Instruction. Copy all of the material word for word, except for the pictures.

Data for this task.
━━━━━━━━

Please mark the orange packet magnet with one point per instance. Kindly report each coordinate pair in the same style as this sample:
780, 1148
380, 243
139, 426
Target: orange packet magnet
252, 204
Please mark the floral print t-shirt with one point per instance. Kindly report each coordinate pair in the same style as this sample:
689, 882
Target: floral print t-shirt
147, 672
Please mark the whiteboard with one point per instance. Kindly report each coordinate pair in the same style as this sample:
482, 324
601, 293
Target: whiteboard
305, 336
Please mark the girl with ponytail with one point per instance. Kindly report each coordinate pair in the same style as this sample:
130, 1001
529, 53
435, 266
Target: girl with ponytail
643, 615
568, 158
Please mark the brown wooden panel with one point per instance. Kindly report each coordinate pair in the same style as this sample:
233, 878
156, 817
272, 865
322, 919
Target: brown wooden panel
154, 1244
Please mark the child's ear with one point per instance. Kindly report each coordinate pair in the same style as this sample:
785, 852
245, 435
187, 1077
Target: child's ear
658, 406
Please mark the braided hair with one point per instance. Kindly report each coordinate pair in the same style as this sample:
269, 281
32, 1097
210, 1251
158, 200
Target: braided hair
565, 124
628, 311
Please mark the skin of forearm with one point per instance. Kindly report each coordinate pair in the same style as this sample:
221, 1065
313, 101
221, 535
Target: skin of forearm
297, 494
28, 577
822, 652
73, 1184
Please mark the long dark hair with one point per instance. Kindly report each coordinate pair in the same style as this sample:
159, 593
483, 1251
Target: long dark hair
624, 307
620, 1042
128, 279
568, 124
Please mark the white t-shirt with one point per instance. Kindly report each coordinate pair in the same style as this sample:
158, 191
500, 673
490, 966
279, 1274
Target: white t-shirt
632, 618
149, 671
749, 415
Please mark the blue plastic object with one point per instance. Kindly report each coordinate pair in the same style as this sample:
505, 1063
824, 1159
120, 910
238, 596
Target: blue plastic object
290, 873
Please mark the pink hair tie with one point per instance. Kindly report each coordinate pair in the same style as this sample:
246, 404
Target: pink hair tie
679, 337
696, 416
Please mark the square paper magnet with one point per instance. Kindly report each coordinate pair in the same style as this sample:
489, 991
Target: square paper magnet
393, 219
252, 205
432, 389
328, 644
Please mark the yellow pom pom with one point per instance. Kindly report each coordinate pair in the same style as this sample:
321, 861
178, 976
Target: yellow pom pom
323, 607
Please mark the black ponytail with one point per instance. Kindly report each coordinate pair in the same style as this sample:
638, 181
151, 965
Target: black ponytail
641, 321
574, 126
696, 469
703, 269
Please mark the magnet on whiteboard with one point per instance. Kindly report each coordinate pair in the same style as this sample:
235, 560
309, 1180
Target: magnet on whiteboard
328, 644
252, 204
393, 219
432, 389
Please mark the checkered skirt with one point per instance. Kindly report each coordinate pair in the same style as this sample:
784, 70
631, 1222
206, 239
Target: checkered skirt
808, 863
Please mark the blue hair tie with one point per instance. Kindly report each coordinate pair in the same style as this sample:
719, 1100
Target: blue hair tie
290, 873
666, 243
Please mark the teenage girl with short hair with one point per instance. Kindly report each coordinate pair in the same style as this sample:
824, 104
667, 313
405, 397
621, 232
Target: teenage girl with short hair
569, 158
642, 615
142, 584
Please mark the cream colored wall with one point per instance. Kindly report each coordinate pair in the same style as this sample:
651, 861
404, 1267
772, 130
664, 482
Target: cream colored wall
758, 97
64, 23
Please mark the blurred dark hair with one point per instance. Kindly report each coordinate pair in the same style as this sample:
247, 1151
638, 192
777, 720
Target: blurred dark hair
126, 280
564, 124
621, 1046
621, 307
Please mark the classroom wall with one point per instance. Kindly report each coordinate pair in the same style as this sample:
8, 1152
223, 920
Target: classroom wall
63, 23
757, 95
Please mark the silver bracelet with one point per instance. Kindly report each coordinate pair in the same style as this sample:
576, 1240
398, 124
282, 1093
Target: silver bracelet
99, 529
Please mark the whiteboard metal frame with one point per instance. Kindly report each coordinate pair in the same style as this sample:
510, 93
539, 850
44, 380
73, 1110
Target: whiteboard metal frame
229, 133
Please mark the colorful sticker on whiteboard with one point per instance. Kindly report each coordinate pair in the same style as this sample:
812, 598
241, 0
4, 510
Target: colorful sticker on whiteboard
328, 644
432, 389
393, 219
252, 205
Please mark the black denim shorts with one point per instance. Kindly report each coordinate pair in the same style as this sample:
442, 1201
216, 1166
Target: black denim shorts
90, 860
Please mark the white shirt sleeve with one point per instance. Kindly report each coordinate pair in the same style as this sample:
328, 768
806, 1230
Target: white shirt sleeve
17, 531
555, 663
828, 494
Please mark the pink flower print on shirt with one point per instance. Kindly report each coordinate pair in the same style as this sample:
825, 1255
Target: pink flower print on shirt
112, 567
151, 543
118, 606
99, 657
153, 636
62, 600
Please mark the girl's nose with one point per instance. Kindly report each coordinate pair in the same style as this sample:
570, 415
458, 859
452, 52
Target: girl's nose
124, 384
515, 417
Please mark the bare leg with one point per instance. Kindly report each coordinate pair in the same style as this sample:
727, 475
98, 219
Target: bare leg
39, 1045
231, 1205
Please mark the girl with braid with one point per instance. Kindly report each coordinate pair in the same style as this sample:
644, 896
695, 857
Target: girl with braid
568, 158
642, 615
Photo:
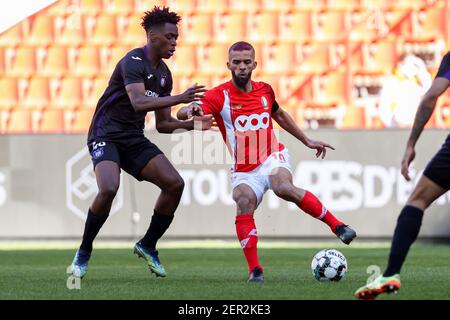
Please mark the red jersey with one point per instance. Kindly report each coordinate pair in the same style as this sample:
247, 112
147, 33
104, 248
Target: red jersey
245, 121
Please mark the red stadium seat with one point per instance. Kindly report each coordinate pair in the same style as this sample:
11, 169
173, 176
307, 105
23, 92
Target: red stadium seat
9, 93
101, 30
18, 121
20, 62
262, 27
196, 29
87, 62
53, 62
229, 27
68, 95
41, 31
295, 26
312, 58
183, 62
52, 121
37, 93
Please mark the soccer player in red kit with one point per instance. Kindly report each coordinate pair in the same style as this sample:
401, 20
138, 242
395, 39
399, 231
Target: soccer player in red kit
243, 110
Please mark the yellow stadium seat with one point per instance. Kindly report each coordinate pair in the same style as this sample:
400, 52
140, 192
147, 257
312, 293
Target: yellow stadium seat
52, 121
68, 95
196, 29
37, 93
91, 7
182, 7
135, 33
212, 59
20, 62
229, 28
18, 121
53, 62
262, 27
330, 25
183, 62
101, 30
278, 59
246, 6
92, 90
9, 93
87, 63
312, 58
211, 6
380, 57
82, 120
295, 26
277, 5
429, 23
69, 32
41, 31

━━━━━━━━

Response to the task.
Please mark the orange packet magnet with one point per instance. Kindly report each coordinate pair in the same style as this sample:
780, 1148
380, 243
139, 426
Target: orange packet magnet
252, 204
Please mark the floral print t-shirt with one point per instance. Kindly report each coordinate pair in the same style as this sample:
689, 882
Target: floral print t-shirt
147, 672
Please mark the whiteboard with one point per instance. Kindly report each coordinate pair in the same style as this sample:
482, 324
601, 293
Target: whiteboard
305, 336
Please mark the girl with ponytail with one point per instance. Kindly report each coordinate pair in the same style as this sample:
130, 1001
529, 53
435, 266
Target: girl with ponytail
643, 615
568, 158
Please mark the brown wooden panel with one point per instance. Kindly report each coordinate pair in the same style as this sample:
233, 878
156, 817
272, 865
322, 919
Target: brown wooden panel
154, 1244
Please mark the child's ear with one point per instance. Kindly report each coordinate pair in the same style as this sample:
785, 852
245, 435
187, 1077
Target: child's ear
658, 406
Please mark the braided hair with one point per instance. Kindly report each coordinate pair in the same style as this sample:
269, 281
32, 1097
210, 1251
158, 200
Target: braided hair
565, 124
628, 311
Please mark the skin of forearm with one point per instance. Kindly report each coordinate pair in the same style as this sample:
221, 1065
313, 101
221, 535
Target: skin of forearm
297, 494
28, 577
822, 652
73, 1184
Please mark the long dark hair with one point per instance. Kindly report each coordinate pair in the same style as this sample:
159, 593
483, 1251
Target: long dark hair
624, 307
620, 1042
128, 279
568, 124
Please mark the white t-shirt with one point per instance. Kindly report each coordinate pair in the same style as this sample:
158, 191
500, 673
490, 966
279, 1274
Target: white t-shirt
632, 618
149, 671
749, 415
Please mark the blue plastic object with one point per instance. Kindly report each coordinate pair in the same style as this sample:
505, 1063
824, 1159
120, 910
238, 596
Target: blue plastic object
290, 873
Please mark the pink hair tie with one point per instance. Kindly report each coordinate pair in the same style as this sample:
246, 404
Target: pink hair tie
679, 337
696, 416
Please mark the square paper magnet with one point per instance. Kindly report each coordinate pair in the same style as this sample:
489, 991
Target: square paper magnet
393, 219
252, 205
432, 389
328, 644
Please mark the yellow pom pom with one point per instance. Kindly report each coordinate pair in the same style as this sample:
321, 861
178, 976
Target: yellow pom pom
323, 607
Please mark the black ponytail with one point per instance. Kindly report each coordinate pair in the same style as this sample:
638, 181
151, 965
Target: black ponytail
641, 321
574, 126
696, 469
703, 269
Please mark the magnet on whiteboard with one point per instance. Kindly report each coordinate pair in the same style as this sample:
235, 560
309, 1180
Target: magnet on whiteboard
328, 644
252, 204
393, 219
432, 389
Please mark the checkered skirt with one point per instance. Kindly report each coordinate pair in the same style as this sample:
784, 70
631, 1222
206, 239
Target: checkered skirt
808, 863
Please mark the blue hair tie with one point per instance. Kindly report each coordinate pair in the same style as this sample:
719, 1100
Target: blue hair tie
290, 873
666, 243
Please mark the teenage girl with short hair with one point per instance. Kindly report each coordinate pair in the same style as this sample:
824, 104
667, 313
405, 397
621, 232
Target: teenage girl with short hair
569, 158
642, 615
142, 584
Please mark the cream colored wall with one point per instance. Kindly report each coordinate pair in the same style as this sample:
651, 861
404, 1267
772, 130
664, 482
Target: cream colored wall
758, 97
64, 23
Please mark the blurred dark hair with one point per instance. Kindly report each coordinate pair in the same style as this sample:
247, 1151
638, 192
777, 720
Target: blurred dark hair
126, 280
564, 124
621, 1046
621, 307
Please mark the classroom wall with one point per instance. Kindly report each coordinate pair in the same style as this sample:
8, 1152
223, 920
Target: classroom wall
63, 23
757, 95
Please mark the silver bracelet with one point per instance. Kindly report each coordinate pair in the same style as this sample:
576, 1240
398, 124
282, 1093
Target: silver bracelet
99, 529
Please mark the whiteboard metal frame with one point per instance. Kindly report each coordinate pair in the same style as this sample:
510, 93
539, 850
44, 380
73, 1110
Target: whiteboard metal frame
229, 133
Please mark the colorful sticker on whiteboard with one point per instance. Kindly report each coordinate pair in the same style as this sample:
812, 598
241, 0
4, 510
Target: colorful sticker on whiteboard
328, 644
432, 389
393, 219
252, 205
Please mark the black denim shorts with one point per instance. Kindly report each coordinate pair in the same style as this sample:
442, 1201
216, 1166
Target: black denim shorts
90, 860
Please mark the white shirt sleeve with one point per instance. Kindly report each coordinate pair in the same style as this sample:
328, 768
806, 1230
Target: white shirt sleeve
17, 531
555, 663
828, 494
Please mark the pink flower print on shirt with one point per instance. Kindly report each coordinate pair in the same style as this sample:
825, 1255
Target: pink flower print on shirt
112, 567
151, 543
118, 606
99, 657
153, 636
62, 600
Please mark the girl's nose with one point per instance. Kindly report each coordinate pair in the same style as this sample:
570, 415
458, 859
452, 52
Target: girl's nose
124, 384
515, 417
Please mark the bare leg with one point per instance. Kindly report each coordinate pair in the same style as this sample:
727, 475
98, 219
Target: bare leg
39, 1045
231, 1205
Please mark the girl with braid with one point per instance. Kindly report each coordinate pair in the same style as this sample:
644, 896
695, 857
Target: girl with braid
568, 158
642, 615
Photo:
Please mark the red jersey with one point per instance. Kindly report each coordinate pair in the same style as this sample:
247, 112
147, 33
104, 248
Target: red jersey
245, 121
Please mark the red stadium seat with one point per instance. Kindly report each coordinate pair in the same style as this sample:
11, 169
173, 176
307, 105
23, 92
Target: red stadium seat
9, 93
101, 30
18, 121
20, 62
262, 27
196, 29
87, 62
53, 62
229, 27
68, 95
41, 31
295, 26
312, 58
183, 62
52, 121
37, 93
Please mark the soccer player in red kit with one point per instance. Kindly report each coordinate pair in the same style as this sample:
401, 20
138, 242
395, 39
399, 231
Target: soccer player in red kit
243, 110
Please mark the yellow stadium seat with one point per instance. Kindly report each coordinate pair in the same style as this sample:
400, 52
140, 192
147, 257
312, 293
Target: yellow stadium seat
52, 121
68, 95
196, 29
37, 93
91, 7
182, 7
135, 33
212, 59
20, 62
229, 28
18, 121
53, 62
262, 27
330, 25
183, 62
101, 30
278, 59
246, 6
92, 90
9, 93
87, 63
312, 58
211, 6
380, 57
82, 120
295, 26
277, 5
429, 23
69, 32
41, 31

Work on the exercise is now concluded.